__Text segment__:
--- START ---

Dr. John McSorley
(British Association for Sexual Health and HIV)
2020 brought unprecedented challenges for all working within sexual and reproductive health; staff grappled with maintaining essential service delivery during periods of varying lockdown and restrictions, whilst also responding to the immediate predations and consequences of COVID-19 itself. The response to these challenges has been remarkable across the healthcare system.
Build back better
We now look beyond the worst of the pandemic, determined to “build back better”. Within the context of sexual health, this must include a focus on how we can drive down rates of sexually transmitted infections (STIs). We entered the COVID-19 pandemic reporting a surge of bacterial STIs. Data from Public Health England showed that gonorrhoea diagnoses in England in 2019 were the highest since records began, with syphilis cases at levels not seen since World War II.
It is vital that antimicrobial stewardship is placed at the heart of the government’s pandemic recovery efforts.
The pandemic adversely impacted our ability to measure trends in behaviour and detect infection as services pivoted to provide acute care to the most symptomatic, and testing of others reduced. The majority of STIs of interest are asymptomatic at least for some time. COVID-19 didn’t lessen the threat posed by antibiotic resistance. Populations may have sought and found access to treatments without supervision or assessment of appropriateness or susceptibility. The embrace of digital access to care has expanded access to care and helped address some prior inequalities and unmet need, but it is important that all the pathways to care are fully understood for optimal benefit to all.

--- END ---

__Problems to work on__:
A. In one to three sentences, explain why, according to the sexual health commentary, the pandemic hindered the detection of sexually transmitted infections.
B. According to the sexual health commentary, what did Public Health England data show about syphilis cases in England?
C. Proceed with the sexual health commentary, beginning after its final sentence.

(Data entries)
--- START ---

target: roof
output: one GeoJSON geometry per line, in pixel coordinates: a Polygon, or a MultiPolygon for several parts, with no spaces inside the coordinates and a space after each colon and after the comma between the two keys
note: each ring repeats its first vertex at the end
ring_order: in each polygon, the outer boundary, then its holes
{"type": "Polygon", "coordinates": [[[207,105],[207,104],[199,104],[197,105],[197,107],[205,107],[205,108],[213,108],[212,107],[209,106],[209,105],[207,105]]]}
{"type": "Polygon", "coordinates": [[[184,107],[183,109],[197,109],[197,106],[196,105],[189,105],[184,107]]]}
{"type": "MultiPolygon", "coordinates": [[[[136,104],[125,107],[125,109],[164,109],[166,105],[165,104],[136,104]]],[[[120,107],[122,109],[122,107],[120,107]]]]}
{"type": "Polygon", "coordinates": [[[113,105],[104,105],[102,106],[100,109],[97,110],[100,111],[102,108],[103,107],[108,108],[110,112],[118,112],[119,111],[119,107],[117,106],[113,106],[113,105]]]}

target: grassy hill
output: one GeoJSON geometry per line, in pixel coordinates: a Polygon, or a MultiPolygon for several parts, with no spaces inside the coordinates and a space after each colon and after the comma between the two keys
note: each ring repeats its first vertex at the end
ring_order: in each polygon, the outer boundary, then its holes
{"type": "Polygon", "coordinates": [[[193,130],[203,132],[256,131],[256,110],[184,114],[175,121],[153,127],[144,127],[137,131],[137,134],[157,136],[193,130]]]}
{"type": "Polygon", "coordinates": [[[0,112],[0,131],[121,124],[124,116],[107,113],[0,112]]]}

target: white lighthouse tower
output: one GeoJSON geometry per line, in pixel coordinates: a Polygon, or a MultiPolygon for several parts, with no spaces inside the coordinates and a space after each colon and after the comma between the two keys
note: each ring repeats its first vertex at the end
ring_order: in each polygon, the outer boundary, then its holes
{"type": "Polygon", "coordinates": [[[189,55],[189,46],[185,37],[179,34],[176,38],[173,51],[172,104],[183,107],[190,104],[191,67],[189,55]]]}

--- END ---

__Exercise results__:
A. Services shifted to providing acute care for the most symptomatic patients, so fewer other people were tested. Because most of the relevant infections cause no symptoms for at least some time, many cases would have gone undetected.

B. Syphilis cases were at levels not seen since World War II.

C.
Opportunity for sexual health improvements
With this in mind it is vital that antimicrobial stewardship is placed at the heart of the government’s pandemic recovery efforts. We can build upon the wider system knowledge hard won during COVID-19. Within sexual health, services should be supported and resourced to embrace the digital technology that can expand and expedite access to care and facilitate rapid testing and diagnosis. Support should also be in place for increased use of genomics enabling individualised treatments, therefore maximising the utility of currently available treatments and safeguarding future options. Advances in vaccination technology may yield options for STI prevention obviating any challenges for antibiotic control. Modernising online services, contact tracing and partner notification systems—the cornerstones of infection management—will create a sexual health system that empowers people and their service providers to respond swiftly with appropriate interventions that don’t exacerbate the global threat of antimicrobial resistance.
Now is the time to identify what works, embed solutions and capitalise on a generational opportunity for sexual health.